-- start --

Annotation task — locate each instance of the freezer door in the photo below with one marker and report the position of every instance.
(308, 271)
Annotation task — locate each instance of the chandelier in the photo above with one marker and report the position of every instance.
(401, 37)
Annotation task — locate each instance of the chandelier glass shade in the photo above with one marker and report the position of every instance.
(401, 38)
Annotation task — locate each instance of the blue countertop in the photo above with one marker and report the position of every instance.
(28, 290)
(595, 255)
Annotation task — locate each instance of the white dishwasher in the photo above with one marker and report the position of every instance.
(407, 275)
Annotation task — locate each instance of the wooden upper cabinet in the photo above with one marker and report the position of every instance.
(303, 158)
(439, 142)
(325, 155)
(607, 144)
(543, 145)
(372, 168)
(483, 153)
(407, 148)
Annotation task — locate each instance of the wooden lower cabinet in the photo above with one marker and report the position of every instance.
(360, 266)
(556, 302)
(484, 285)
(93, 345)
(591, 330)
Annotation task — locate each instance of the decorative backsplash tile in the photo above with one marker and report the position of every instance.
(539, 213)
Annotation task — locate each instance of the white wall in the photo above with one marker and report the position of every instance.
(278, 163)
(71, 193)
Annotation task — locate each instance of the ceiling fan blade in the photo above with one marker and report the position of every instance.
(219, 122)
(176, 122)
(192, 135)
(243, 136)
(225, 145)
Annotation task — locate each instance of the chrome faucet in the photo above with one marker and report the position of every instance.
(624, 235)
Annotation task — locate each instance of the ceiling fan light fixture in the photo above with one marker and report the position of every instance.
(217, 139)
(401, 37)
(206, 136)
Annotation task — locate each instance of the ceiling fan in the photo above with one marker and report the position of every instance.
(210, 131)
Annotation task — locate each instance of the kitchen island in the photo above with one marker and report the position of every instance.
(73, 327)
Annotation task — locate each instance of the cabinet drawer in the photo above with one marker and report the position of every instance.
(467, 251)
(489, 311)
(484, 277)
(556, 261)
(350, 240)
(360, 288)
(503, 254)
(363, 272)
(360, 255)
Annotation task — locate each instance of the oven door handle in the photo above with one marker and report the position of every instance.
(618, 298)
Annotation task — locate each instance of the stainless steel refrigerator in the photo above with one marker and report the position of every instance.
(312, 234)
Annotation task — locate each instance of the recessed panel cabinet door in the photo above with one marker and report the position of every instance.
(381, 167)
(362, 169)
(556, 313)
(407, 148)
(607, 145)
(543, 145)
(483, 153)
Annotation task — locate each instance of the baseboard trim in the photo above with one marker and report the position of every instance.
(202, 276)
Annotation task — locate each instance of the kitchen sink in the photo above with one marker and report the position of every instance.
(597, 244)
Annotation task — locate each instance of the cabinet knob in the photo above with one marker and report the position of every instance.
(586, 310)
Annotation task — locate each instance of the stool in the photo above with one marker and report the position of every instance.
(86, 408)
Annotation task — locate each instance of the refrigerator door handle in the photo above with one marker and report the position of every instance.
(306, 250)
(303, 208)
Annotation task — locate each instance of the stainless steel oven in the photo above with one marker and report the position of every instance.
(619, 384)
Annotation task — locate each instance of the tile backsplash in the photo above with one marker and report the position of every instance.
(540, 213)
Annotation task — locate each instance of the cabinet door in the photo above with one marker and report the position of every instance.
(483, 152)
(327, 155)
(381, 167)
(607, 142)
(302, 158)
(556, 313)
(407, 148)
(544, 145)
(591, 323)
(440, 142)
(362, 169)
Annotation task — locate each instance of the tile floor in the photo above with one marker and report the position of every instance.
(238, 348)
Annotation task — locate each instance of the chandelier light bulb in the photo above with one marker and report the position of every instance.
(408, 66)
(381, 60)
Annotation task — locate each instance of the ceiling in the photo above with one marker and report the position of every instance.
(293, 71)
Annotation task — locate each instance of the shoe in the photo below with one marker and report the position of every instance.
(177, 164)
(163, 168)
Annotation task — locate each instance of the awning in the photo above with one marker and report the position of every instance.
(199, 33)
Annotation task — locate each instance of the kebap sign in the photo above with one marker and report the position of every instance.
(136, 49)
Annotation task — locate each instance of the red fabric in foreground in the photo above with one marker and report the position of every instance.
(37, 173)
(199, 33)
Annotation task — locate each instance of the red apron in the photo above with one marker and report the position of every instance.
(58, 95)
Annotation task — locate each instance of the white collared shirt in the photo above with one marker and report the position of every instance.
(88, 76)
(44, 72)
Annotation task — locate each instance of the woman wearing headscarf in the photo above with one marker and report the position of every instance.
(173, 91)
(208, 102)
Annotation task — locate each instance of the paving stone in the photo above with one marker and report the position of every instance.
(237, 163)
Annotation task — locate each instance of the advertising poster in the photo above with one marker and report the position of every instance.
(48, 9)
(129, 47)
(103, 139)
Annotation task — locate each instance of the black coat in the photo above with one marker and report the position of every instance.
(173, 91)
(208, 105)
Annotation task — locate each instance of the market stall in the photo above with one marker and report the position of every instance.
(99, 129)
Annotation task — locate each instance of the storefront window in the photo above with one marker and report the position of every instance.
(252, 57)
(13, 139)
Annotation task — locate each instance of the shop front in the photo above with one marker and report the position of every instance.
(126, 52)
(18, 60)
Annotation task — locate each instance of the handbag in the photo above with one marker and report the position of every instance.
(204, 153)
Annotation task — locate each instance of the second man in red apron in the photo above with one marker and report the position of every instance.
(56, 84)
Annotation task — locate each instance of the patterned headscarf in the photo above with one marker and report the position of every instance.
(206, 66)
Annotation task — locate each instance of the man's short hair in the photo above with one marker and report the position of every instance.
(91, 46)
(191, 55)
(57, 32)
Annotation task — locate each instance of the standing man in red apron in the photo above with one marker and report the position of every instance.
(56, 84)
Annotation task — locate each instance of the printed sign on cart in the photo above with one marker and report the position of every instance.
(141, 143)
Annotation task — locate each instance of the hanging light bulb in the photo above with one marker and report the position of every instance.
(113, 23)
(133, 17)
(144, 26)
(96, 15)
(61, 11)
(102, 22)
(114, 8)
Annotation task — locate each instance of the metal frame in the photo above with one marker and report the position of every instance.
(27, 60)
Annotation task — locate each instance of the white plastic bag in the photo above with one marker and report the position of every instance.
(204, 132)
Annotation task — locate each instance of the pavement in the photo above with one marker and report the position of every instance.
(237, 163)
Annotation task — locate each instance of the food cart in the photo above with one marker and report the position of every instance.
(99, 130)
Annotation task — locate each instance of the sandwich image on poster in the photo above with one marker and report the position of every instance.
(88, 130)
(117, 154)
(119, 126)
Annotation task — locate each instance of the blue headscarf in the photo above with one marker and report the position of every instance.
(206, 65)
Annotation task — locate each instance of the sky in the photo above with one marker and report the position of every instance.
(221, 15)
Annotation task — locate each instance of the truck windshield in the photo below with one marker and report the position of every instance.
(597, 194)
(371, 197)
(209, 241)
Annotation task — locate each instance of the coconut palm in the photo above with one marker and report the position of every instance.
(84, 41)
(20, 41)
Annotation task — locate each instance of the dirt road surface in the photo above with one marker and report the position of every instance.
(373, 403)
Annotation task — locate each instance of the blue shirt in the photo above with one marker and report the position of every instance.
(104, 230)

-- end --

● **Instructions to follow**
Quote the data above in full, changing nothing.

● **Output for this task**
Annotation task — locate each instance of the freezer door in the photo below with one marker and report the position of every instance.
(308, 271)
Annotation task — locate each instance of the chandelier in the photo above with one marker and report the position of every instance.
(401, 37)
Annotation task — locate each instance of the chandelier glass shade in the photo above with one marker and report the position of every instance.
(401, 38)
Annotation task — locate each instance of the blue countertop in the photo above with one marker and report the position of every instance.
(28, 290)
(595, 255)
Annotation task — locate each instance of the white dishwasher in the photo above with one marker and report the position of every instance.
(407, 275)
Annotation task — locate each instance of the wooden upper cabinet in the photo above with one marker and report the position of every instance.
(303, 158)
(439, 142)
(325, 155)
(607, 144)
(543, 145)
(372, 168)
(483, 153)
(407, 148)
Annotation task — locate each instance of the wooden lower cabinet in the photo above with one marker and report the position of every instance.
(360, 266)
(556, 302)
(484, 285)
(93, 345)
(591, 330)
Annotation task — locate each instance of the decorative backsplash tile in the photo above with one marker and report the position of every instance.
(539, 213)
Annotation task — locate each instance of the white wall in the photo above with one marker and report the position of every instance.
(278, 163)
(71, 193)
Annotation task — locate each instance of the ceiling fan blade in the photo above with one marker and report the position of every instance.
(219, 122)
(176, 122)
(192, 135)
(243, 136)
(225, 145)
Annotation task — locate each instance of the chrome faucet in the photo above with one marker and report the position of every instance.
(624, 235)
Annotation task — locate each instance of the ceiling fan light fixture in the photo above with one marker and report the position of every instance.
(217, 139)
(401, 37)
(206, 136)
Annotation task — locate each instance of the ceiling fan in the photo above with one marker and report the position of every instance.
(210, 131)
Annotation task — locate each instance of the kitchen island in the photo above with one marker and report the position of every instance.
(73, 327)
Annotation task — locate each instance of the cabinet drawer in the photo above with one marker and report the position of every instance.
(467, 251)
(489, 311)
(484, 277)
(556, 261)
(350, 240)
(360, 288)
(503, 254)
(363, 272)
(360, 255)
Annotation task — locate each instance of the oven door handle in the photo above with one marker and report the position of every instance.
(618, 298)
Annotation task — locate each instance of the stainless steel refrigerator in the photo above with one marker and report the position of every instance.
(312, 234)
Annotation task — locate each instance of the recessed panel cabinet door in the photo above with one marker and report the position of every instance.
(381, 167)
(362, 169)
(556, 313)
(407, 148)
(607, 145)
(543, 145)
(483, 153)
Annotation task — locate each instance of the baseboard trim in the photo above with one marker and report the position of every instance.
(202, 276)
Annotation task — locate each instance of the kitchen sink in the photo above with one marker and report the position of every instance.
(597, 244)
Annotation task — locate each instance of the cabinet knob in the photo above with one marker and report the position of every instance.
(586, 310)
Annotation task — locate each instance of the stool in the photo above with one marker and report the position of every instance.
(86, 408)
Annotation task — locate each instance of the refrigerator door handle in the photo above with one marker and report the position of every instance.
(306, 250)
(303, 208)
Annotation task — locate each instance of the stainless steel oven in the photo above with one marker and report the position of every instance.
(619, 384)
Annotation task — locate each instance of the tile backsplash in the photo above with one marker and report the position of every instance.
(540, 213)
Annotation task — locate each instance of the cabinet door in the photo above with one marker and report the position of every instance.
(483, 152)
(327, 155)
(381, 167)
(607, 142)
(302, 158)
(556, 313)
(407, 148)
(544, 145)
(591, 323)
(440, 142)
(362, 169)
Annotation task — locate each instance of the tile floor in the photo above with one marker and report the position of every instance.
(238, 348)
Annotation task — locate each instance of the chandelier light bulb in the photo above with one marker and report the position of every instance.
(408, 66)
(381, 60)
Annotation task — locate each instance of the ceiling in the photo above with one marker and report the position of every instance.
(293, 71)
Annotation task — locate each instance of the shoe in the photo below with one marker and report the position of every instance.
(177, 164)
(163, 168)
Annotation task — locate each instance of the awning in the photo above with one marker and report the position of every instance.
(199, 33)
Annotation task — locate each instance of the kebap sign in the photo above with one marker and report the position of every instance.
(136, 49)
Annotation task — locate each instance of the red fabric in foreground in the photo above with one marker and report the position of every instance.
(37, 173)
(199, 33)
Annotation task — locate each instance of the red apron in the photo above with one marker and report the position of every instance.
(58, 95)
Annotation task — locate each instance of the white collared shirt in the photo above with one marker and report the position of every instance.
(88, 76)
(44, 72)
Annotation task — locate each instance of the woman wearing headscarf in the photo above with one marker and report the position of every instance.
(173, 91)
(208, 102)
Annotation task — locate each instance of the paving stone in the photo above with one marker and report the position of every instance.
(237, 163)
Annotation task — locate each instance of the advertising poster in the photo above with one marker and report the position of every instance.
(48, 9)
(129, 47)
(103, 139)
Annotation task — locate each instance of the black coat in the photo above with one marker and report the position of every instance.
(173, 91)
(208, 105)
Annotation task — locate each instance of the market stall in the photo above with one marker and report the position of every instance.
(99, 129)
Annotation task — locate each instance of the storefront window in the photo above with one marker and report the position of every instance.
(252, 57)
(13, 139)
Annotation task — locate each instance of the shop front in the photo above with one marker and report the position of every instance.
(126, 52)
(18, 60)
Annotation task — locate each instance of the handbag in the photo above with one marker and report the position of every instance.
(204, 153)
Annotation task — locate each instance of the second man in red apron in the photo above with one marker and report the position of every instance.
(56, 84)
Annotation task — locate each instance of the patterned headscarf in the photo above with one marker and report the position of every instance.
(206, 66)
Annotation task — locate each instance of the man's short hair in the photo above with one marker and report the position of every instance.
(91, 46)
(191, 55)
(57, 32)
Annotation task — locate each instance of the standing man in red apron in the photo above with one marker and report the position of every instance.
(56, 84)
Annotation task — locate each instance of the printed sign on cart in the photo above with one marker and report the position of every instance.
(141, 143)
Annotation task — locate each instance of the hanging light bulb in the photo above with one marker and report the position of every instance.
(113, 23)
(133, 17)
(144, 26)
(96, 15)
(61, 11)
(102, 22)
(114, 8)
Annotation task — locate each instance of the metal frame in the photo above with one marker and report the position of every instance.
(27, 60)
Annotation task — locate each instance of the white plastic bag in the photo above with one marker and report the position of every instance.
(204, 132)
Annotation task — locate each instance of the pavement in the photo above with one marker and report the position of every instance.
(237, 163)
Annotation task — locate each instance of the food cart in the photo above with one marker and report the position of every instance.
(99, 130)
Annotation task — locate each instance of the sandwich image on poster in the photo above with one marker and report the position of every instance.
(88, 130)
(117, 154)
(119, 126)
Annotation task — locate each instance of the blue headscarf in the photo above with one marker and report the position of every instance.
(206, 65)
Annotation task — locate each instance of the sky in the photo above with one marker and report the position of every instance.
(221, 15)
Annotation task — locate each instance of the truck windshield in the photo below with one marker and report the position of every instance.
(597, 194)
(371, 197)
(209, 241)
Annotation task — locate each instance of the coconut palm in the photo above with one marker and report the position of every instance.
(84, 41)
(20, 41)
Annotation task — locate each instance of the dirt road surface in the photo above with one marker and report the position of every instance.
(373, 403)
Annotation task — locate each instance of the blue shirt in the photo above with one marker and report the position of every instance.
(104, 230)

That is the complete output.